Goal of the exercise: Return nothing but the lines from the line containing "Can you find the evergreen" through the last line of the records, reproduced exactly.

Materials provided:
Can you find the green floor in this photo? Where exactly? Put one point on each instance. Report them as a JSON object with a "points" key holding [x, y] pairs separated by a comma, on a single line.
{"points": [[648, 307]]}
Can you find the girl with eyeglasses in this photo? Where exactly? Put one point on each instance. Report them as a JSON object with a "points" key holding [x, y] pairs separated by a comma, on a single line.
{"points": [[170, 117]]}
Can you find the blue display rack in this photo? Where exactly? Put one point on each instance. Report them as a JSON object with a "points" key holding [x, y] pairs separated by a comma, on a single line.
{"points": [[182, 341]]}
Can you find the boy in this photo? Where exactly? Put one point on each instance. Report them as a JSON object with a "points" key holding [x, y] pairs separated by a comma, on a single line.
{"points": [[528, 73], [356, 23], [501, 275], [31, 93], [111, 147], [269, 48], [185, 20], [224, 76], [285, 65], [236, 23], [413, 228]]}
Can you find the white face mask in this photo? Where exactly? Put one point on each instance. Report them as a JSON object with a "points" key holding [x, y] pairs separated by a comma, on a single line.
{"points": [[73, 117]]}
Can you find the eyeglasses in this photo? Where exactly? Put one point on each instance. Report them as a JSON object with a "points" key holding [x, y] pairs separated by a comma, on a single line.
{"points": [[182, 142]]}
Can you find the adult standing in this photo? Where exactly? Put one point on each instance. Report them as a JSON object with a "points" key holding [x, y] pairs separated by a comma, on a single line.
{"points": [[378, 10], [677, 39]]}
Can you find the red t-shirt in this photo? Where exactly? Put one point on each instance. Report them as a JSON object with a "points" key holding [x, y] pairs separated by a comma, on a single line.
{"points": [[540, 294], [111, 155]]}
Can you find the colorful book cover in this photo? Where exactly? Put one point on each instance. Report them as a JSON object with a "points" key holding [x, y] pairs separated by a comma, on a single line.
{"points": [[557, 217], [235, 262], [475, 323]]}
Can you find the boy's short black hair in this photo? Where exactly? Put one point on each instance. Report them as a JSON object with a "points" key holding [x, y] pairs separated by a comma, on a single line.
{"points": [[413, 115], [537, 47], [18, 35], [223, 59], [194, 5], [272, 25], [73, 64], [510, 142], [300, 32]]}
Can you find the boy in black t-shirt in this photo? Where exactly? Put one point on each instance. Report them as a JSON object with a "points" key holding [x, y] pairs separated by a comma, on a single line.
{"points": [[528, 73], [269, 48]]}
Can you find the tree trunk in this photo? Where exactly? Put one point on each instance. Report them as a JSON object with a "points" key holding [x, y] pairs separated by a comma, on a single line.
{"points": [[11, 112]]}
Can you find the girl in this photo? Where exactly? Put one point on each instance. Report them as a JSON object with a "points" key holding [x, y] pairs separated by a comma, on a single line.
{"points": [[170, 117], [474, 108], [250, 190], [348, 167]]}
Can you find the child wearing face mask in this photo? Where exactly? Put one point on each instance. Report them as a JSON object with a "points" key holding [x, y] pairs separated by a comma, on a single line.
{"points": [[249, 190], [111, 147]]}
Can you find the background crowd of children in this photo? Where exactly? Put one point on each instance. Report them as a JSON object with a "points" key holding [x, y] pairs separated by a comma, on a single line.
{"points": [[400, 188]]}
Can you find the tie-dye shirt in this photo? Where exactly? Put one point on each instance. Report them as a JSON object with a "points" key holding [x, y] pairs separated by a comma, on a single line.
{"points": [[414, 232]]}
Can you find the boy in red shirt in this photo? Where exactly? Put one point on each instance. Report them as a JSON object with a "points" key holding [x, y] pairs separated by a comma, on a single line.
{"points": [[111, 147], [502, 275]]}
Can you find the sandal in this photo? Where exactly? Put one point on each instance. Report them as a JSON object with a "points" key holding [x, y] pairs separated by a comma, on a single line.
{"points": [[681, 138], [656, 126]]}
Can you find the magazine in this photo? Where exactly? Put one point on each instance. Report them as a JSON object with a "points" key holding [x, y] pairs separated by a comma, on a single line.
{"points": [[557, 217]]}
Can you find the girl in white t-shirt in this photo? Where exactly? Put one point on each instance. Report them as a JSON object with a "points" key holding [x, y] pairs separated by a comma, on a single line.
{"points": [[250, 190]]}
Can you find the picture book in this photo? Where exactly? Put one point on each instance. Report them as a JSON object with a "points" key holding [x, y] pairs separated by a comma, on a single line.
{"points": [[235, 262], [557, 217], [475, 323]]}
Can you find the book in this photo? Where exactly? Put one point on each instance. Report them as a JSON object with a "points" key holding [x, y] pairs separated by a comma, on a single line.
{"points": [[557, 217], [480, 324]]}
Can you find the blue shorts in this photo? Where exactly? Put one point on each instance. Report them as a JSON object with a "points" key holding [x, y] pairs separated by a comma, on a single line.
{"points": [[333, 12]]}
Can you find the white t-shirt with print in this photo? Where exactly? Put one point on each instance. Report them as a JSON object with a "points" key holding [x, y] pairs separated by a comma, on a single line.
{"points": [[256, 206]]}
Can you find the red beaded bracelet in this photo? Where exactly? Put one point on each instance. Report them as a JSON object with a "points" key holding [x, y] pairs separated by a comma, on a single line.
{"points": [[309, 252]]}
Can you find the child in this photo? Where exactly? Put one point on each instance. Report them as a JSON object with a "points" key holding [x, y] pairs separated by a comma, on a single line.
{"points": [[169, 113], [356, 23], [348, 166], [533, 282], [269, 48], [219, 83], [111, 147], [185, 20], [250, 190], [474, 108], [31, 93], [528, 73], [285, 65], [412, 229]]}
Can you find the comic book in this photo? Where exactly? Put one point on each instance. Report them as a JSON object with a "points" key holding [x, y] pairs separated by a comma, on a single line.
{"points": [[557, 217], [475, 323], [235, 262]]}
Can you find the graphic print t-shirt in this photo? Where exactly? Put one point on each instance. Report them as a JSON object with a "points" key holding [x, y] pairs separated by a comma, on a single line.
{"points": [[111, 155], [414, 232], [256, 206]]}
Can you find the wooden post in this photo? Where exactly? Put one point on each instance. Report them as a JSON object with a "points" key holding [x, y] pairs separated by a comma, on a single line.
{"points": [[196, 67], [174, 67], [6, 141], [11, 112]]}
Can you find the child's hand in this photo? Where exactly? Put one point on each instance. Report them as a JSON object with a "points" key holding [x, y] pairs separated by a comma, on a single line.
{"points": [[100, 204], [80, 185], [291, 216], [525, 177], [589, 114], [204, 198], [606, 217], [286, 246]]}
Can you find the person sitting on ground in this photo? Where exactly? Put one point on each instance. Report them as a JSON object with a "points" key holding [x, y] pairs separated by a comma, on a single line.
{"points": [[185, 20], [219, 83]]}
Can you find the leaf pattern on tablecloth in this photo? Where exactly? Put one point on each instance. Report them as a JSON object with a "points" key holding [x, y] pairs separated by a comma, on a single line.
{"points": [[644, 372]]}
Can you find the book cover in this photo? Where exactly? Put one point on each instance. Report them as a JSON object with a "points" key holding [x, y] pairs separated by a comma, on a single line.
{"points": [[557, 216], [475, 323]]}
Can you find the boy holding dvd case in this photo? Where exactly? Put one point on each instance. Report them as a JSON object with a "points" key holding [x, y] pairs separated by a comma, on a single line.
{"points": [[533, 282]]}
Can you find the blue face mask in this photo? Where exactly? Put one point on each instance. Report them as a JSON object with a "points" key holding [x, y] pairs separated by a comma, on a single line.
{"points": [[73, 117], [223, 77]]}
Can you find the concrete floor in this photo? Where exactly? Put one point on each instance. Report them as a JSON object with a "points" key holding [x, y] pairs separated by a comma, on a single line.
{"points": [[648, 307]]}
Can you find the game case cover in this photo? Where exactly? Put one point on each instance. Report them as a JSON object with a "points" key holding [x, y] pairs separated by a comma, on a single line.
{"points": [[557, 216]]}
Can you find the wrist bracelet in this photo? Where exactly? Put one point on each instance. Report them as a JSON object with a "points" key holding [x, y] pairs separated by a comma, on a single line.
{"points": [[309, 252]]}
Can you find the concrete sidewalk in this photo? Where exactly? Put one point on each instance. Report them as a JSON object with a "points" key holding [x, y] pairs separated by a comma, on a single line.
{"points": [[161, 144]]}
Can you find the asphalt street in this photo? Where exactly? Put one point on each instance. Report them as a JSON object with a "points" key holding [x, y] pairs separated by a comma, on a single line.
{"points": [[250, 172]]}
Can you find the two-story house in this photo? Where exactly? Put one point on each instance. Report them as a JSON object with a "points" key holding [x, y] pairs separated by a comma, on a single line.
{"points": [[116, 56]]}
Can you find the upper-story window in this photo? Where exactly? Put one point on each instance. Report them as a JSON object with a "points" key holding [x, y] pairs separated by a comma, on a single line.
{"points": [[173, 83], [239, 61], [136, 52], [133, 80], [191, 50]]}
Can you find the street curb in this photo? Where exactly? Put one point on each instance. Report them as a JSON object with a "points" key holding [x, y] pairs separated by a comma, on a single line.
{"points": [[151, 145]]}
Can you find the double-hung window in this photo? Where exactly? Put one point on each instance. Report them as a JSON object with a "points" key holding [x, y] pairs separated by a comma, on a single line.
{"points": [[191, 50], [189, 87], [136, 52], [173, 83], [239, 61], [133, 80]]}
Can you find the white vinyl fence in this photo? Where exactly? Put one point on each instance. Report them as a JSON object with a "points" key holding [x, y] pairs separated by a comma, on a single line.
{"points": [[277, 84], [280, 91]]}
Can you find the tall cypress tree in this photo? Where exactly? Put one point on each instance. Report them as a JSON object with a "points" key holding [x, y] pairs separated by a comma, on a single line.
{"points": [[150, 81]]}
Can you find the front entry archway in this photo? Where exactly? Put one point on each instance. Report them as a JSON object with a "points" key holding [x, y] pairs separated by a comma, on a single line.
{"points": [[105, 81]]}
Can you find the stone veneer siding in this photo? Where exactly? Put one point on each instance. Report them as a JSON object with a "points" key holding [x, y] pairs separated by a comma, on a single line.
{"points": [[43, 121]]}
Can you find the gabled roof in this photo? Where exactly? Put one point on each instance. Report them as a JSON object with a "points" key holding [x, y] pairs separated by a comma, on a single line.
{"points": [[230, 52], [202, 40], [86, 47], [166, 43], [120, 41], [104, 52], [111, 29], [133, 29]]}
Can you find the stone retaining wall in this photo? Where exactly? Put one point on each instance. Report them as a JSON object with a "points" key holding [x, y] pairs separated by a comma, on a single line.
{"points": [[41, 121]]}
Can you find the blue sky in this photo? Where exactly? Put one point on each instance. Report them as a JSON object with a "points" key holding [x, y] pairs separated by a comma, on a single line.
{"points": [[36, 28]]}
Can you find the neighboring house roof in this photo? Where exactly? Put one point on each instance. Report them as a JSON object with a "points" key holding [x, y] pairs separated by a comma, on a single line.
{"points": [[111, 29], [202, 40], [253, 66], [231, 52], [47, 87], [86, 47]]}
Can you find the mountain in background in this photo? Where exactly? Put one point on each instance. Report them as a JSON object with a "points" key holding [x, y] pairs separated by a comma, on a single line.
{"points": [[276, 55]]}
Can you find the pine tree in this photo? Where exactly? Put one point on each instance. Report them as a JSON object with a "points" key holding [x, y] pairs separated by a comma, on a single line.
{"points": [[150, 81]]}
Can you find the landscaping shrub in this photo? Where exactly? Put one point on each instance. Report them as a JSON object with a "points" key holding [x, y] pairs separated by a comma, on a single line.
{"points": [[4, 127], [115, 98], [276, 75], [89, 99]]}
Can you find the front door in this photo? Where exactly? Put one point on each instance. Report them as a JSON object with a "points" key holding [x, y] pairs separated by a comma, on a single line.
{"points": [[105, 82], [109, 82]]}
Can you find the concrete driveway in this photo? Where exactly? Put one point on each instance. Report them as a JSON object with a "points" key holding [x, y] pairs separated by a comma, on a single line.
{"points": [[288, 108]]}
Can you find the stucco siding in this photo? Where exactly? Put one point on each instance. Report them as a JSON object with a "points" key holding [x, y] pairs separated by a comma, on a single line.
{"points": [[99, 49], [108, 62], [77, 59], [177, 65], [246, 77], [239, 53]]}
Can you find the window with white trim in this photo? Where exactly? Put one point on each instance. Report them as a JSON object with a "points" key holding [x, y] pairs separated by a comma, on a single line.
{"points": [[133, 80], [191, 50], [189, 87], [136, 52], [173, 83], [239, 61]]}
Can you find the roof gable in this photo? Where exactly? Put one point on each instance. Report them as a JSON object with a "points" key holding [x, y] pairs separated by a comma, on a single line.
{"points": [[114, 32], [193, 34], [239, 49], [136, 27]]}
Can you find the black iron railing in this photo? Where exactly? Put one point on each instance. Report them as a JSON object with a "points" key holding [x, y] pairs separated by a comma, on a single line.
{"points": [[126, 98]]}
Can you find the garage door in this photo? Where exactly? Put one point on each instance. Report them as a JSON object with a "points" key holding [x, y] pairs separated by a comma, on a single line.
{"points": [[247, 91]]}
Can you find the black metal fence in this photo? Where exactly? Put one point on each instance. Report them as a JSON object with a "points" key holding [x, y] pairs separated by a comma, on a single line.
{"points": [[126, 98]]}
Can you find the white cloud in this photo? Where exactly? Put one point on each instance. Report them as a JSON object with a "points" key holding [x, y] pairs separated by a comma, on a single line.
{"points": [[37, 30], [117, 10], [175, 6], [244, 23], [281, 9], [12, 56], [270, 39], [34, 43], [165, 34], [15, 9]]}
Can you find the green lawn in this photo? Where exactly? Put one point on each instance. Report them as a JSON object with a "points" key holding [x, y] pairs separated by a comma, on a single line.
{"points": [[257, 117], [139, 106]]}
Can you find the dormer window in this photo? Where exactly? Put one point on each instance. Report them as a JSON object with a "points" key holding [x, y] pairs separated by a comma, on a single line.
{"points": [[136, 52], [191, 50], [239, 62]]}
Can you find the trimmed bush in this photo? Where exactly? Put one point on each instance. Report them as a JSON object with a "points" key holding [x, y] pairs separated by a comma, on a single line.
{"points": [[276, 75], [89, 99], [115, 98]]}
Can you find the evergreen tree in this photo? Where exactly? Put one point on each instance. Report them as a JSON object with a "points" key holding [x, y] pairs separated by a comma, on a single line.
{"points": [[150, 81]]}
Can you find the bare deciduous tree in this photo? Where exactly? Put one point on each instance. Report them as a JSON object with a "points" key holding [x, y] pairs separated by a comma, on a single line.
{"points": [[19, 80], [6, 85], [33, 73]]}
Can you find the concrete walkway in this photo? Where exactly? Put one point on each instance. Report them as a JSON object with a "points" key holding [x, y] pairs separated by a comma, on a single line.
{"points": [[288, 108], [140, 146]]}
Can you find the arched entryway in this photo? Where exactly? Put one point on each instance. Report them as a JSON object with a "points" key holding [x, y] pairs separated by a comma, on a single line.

Output for this exercise:
Can you find the evergreen tree in this photo? Where exactly? Put one point on each instance. Report them as a JSON object with a "points" key holding [x, y] pairs separated by a comma, on a single line.
{"points": [[150, 81]]}
Can you find the bare deciduous tree in this photo? Where exactly? Put one point on each instance. Report them as a JSON object with a "points" key holding [x, y] pairs separated by a comma, on a single line.
{"points": [[19, 80], [6, 85], [33, 73]]}
Can you find the concrete walkway in this photo? Where exactly? Put one point on each instance. Report them as a JSON object with a "points" key holding [x, y] pairs separated by a comma, on a single line.
{"points": [[288, 108], [140, 146]]}
Can you find the arched entryway in this photo? Where exactly? Put one point on each instance. Report them as a JSON object with a "points" key holding [x, y] pairs separated by a comma, on a single line.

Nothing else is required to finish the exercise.